• [Dataset records]
---*---

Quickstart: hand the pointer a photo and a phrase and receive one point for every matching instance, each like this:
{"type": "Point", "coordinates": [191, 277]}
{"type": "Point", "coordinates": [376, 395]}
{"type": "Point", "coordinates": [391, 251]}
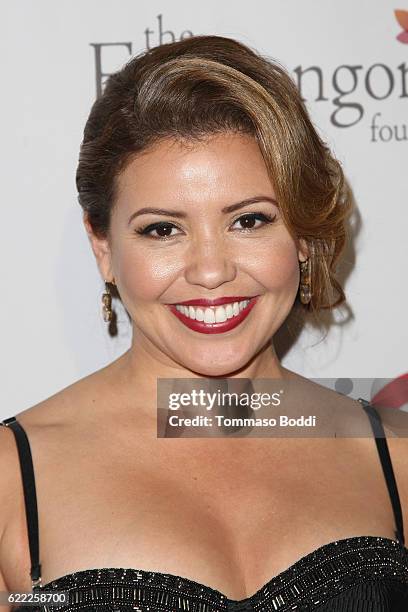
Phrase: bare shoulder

---*---

• [Stated task]
Render every line of the material above as a numbered list, dropping blank lines. Omit the pictures.

• [Exercise solution]
1. Quickstart: hand the pointer a photo and a phrase and receive one point for every matching instance, each like this:
2. {"type": "Point", "coordinates": [191, 277]}
3. {"type": "Point", "coordinates": [376, 395]}
4. {"type": "Point", "coordinates": [391, 251]}
5. Phrase: bare shoulder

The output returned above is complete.